Point labeling items:
__________________________________________________

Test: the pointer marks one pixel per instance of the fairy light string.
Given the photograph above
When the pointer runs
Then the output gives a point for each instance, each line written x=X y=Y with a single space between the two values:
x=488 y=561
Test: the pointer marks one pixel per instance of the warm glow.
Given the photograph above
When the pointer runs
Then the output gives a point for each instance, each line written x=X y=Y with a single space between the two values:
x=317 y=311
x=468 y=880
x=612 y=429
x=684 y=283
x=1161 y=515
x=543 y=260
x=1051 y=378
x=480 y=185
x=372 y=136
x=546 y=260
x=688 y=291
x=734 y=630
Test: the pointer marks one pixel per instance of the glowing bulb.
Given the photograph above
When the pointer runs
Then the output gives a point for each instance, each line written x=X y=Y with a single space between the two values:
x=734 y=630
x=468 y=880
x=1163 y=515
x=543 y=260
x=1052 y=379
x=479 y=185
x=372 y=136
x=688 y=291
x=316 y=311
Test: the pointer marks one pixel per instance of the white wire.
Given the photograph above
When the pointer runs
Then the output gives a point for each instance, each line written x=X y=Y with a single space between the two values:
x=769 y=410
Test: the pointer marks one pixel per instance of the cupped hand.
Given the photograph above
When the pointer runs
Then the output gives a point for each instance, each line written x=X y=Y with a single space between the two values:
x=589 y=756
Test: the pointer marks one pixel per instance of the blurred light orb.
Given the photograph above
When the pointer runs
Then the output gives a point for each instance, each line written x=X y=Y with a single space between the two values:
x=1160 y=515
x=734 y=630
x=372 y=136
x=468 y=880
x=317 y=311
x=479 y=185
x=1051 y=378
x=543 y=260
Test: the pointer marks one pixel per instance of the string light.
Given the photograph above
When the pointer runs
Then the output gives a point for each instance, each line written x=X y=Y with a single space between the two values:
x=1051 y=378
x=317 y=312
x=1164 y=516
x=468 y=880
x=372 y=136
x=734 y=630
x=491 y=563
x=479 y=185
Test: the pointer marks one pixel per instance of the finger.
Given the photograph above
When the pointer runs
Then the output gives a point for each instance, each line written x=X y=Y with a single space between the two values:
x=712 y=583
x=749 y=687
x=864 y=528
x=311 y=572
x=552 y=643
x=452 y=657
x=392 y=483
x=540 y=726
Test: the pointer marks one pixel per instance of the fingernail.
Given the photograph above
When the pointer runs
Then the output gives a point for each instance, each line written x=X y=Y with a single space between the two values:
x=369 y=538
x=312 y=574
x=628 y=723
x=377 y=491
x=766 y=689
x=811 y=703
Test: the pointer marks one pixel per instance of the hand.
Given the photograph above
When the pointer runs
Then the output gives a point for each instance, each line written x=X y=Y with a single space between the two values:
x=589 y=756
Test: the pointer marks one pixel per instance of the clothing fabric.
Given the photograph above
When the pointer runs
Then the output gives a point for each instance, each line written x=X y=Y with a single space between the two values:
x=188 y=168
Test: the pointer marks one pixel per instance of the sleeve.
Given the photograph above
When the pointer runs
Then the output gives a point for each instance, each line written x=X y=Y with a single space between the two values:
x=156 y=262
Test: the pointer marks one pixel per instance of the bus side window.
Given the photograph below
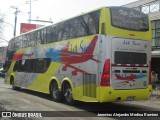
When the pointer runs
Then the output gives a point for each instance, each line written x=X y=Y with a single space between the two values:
x=42 y=65
x=103 y=29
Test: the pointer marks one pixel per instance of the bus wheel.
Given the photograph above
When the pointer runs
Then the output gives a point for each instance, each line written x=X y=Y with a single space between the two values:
x=68 y=95
x=13 y=86
x=55 y=93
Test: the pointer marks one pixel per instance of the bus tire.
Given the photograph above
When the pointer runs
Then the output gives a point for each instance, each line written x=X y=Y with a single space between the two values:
x=13 y=84
x=68 y=95
x=55 y=93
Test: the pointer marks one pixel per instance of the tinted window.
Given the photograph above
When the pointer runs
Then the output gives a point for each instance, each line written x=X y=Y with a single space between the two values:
x=130 y=58
x=20 y=66
x=7 y=65
x=42 y=65
x=30 y=65
x=129 y=19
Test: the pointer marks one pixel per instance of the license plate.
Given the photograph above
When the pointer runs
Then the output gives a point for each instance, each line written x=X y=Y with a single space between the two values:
x=130 y=98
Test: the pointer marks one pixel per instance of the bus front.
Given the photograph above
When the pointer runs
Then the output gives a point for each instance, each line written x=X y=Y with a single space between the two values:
x=125 y=56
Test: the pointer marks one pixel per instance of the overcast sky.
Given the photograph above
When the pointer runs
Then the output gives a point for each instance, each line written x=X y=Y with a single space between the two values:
x=55 y=10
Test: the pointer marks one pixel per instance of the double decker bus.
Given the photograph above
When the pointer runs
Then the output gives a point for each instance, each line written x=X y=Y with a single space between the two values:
x=100 y=56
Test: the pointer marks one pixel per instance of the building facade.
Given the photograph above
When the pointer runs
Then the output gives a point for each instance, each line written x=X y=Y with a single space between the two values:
x=2 y=55
x=152 y=8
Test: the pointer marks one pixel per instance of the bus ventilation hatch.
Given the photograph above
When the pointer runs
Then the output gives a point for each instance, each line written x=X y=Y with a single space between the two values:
x=89 y=85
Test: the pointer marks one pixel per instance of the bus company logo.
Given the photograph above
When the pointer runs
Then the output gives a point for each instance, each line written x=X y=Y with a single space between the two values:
x=6 y=114
x=68 y=58
x=145 y=83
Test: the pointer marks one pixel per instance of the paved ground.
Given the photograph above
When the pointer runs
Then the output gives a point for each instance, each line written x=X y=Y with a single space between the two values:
x=25 y=100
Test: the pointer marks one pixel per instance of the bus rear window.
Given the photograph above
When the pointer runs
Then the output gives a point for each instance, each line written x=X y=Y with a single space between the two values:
x=130 y=58
x=129 y=19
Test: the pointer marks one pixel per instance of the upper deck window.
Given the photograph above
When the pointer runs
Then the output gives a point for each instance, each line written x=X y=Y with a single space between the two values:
x=129 y=19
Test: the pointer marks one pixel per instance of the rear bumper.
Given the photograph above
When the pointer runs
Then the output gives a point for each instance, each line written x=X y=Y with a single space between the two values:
x=107 y=94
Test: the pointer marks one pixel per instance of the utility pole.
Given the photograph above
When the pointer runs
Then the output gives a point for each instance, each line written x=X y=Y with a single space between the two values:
x=15 y=21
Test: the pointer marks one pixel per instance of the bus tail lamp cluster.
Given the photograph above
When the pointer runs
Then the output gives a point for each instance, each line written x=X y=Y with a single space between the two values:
x=150 y=74
x=105 y=79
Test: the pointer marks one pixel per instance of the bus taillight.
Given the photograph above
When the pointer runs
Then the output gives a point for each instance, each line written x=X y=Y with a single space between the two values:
x=150 y=74
x=105 y=79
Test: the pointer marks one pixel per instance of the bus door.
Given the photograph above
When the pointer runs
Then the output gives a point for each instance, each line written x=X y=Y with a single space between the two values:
x=130 y=63
x=20 y=72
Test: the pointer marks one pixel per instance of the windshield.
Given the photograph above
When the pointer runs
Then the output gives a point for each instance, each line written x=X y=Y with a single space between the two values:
x=130 y=58
x=129 y=19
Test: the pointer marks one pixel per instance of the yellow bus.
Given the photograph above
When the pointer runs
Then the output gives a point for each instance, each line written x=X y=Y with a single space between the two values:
x=100 y=56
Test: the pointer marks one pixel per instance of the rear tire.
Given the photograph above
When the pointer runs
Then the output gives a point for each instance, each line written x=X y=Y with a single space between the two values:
x=55 y=93
x=68 y=95
x=13 y=85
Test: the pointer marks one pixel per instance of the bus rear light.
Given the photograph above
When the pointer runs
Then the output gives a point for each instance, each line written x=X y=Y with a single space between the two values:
x=150 y=73
x=105 y=78
x=132 y=34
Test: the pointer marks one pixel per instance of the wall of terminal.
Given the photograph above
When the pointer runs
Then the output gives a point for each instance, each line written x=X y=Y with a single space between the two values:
x=152 y=8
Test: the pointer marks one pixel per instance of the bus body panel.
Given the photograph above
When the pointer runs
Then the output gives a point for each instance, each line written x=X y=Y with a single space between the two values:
x=81 y=62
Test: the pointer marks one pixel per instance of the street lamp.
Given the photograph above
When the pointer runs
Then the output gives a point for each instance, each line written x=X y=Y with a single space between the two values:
x=8 y=24
x=30 y=8
x=4 y=39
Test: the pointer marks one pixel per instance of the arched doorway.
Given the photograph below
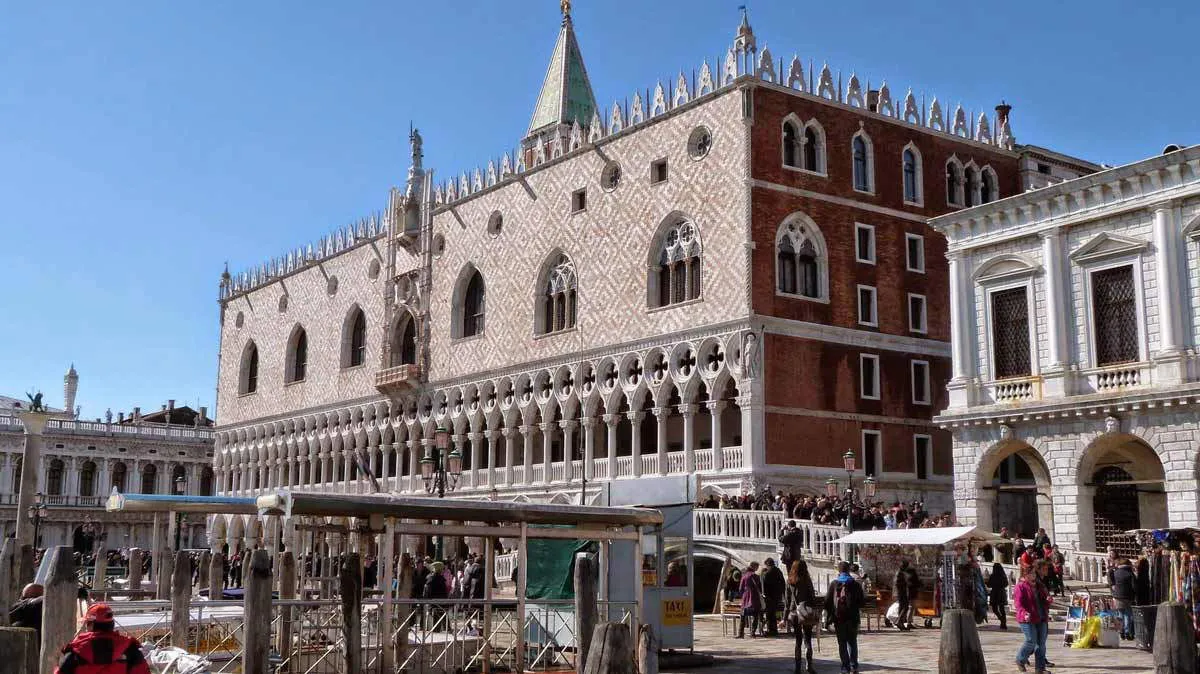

__________________________________________________

What you will do:
Which lines in the items above include the string "tire"? Copy out each such line in full.

Finished exercise:
Test: the pointer marks one pixel per instance of the bus tire.
Test: the pointer marks one pixel per instance of the rear tire.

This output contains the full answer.